TASK REQUIREMENTS ::
1. Update the section of the passage on Muck and the BSO that opens with the words containing "In March 1918, a" and closes with "after the Armistice.", putting "detention" in place of "internment".
2. Go on with the passage on Muck and the BSO from the point where it stops.
--- Start of DOCUMENT SECTION ---
At any rate, the two campaigns eventually affected Higginson himself. He grew less inclined to defend Muck, and increasingly fond of assigning the BSO’s French-born players to spy upon their German-born colleagues. Muck—who during November had conducted “The Star-Spangled Banner” at a BSO concert in New York—repeated his offer of resignation. This time, Higginson accepted it.
In March 1918, a Bureau of Investigation agent, along with Boston police officers, interrupted an orchestral rehearsal and placed Muck under arrest. Muck, for all his devotion to his wife, Anita, had adopted a somewhat loose interpretation of marital fidelity. Mrs. Jay had discovered, and the Bureau soon learned about, Muck’s sexual relations with violinist Margaret Herter and (more lastingly) soprano Rosamond Young. These relations made Muck blackmailable. He acceded tamely enough to internment—as a “dangerous enemy alien” —at Fort Oglethorpe, Georgia, where he remained until the first August after the Armistice.
--- End of DOCUMENT SECTION ---
--- Start of ROWS ---
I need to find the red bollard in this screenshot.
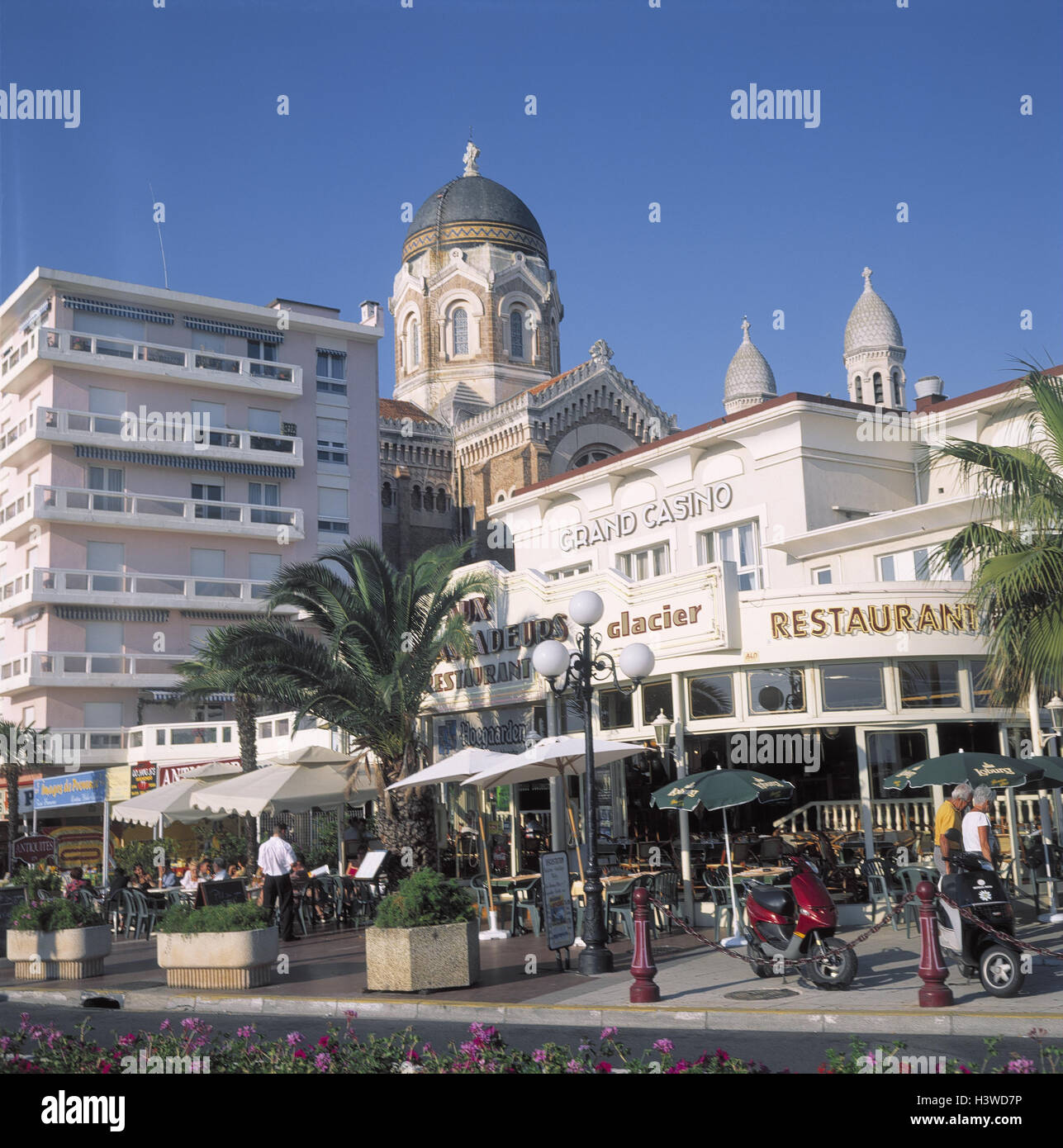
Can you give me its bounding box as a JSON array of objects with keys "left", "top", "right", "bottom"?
[
  {"left": 915, "top": 880, "right": 955, "bottom": 1008},
  {"left": 628, "top": 889, "right": 662, "bottom": 1004}
]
--- End of ROWS ---
RESULTS OF THE EXERCISE ::
1.
In March 1918, a Bureau of Investigation agent, along with Boston police officers, interrupted an orchestral rehearsal and placed Muck under arrest. Muck, for all his devotion to his wife, Anita, had adopted a somewhat loose interpretation of marital fidelity. Mrs. Jay had discovered, and the Bureau soon learned about, Muck’s sexual relations with violinist Margaret Herter and (more lastingly) soprano Rosamond Young. These relations made Muck blackmailable. He acceded tamely enough to detention—as a “dangerous enemy alien” —at Fort Oglethorpe, Georgia, where he remained until the first August after the Armistice.

2.
At that point, the Justice Department, never having brought any formal charges against him or Anita, deported them both. Muck’s own complaint onboard the SS Frederik VIII as it sailed for Copenhagen (“I consider myself an American, but see what America has done to me”), hardly mollified Massachusetts sensibilities. Nor did the subsequent revelation by the Boston Post that Muck had described his stateside audiences as “crowds of dogs and swine.”
Anita did not long survive the return to Europe, and her husband delivered a poignant elegy: “I have been a tenacious energetic man, who could hardly be affected by anything. Now I know that it was all Anita’s work.”
Back in Germany, Muck became conductor of the Hamburg Philharmonic Orchestra (1922-1933) and returned to Bayreuth each year to conduct at the Wagner festival. Muck’s small but admirable discography indicates how impressive his leadership remained as late as 1927. In that year, the Columbia recording company spared neither financial nor technical effort to capture on recordings as many Muck-conducted extracts from Wagner’s Parsifal as it could.
The outcome inspired British critic Christopher Dyment, writing in the August 1977 issue of Gramophone, to a descriptive eloquence not readily improved on. Muck’s “implacable rhythmic tread,” he wrote, and his “perfect control of the widest-spanned musical paragraphs…were on both musical and technical grounds among the most astonishing achievements of the early electric era.”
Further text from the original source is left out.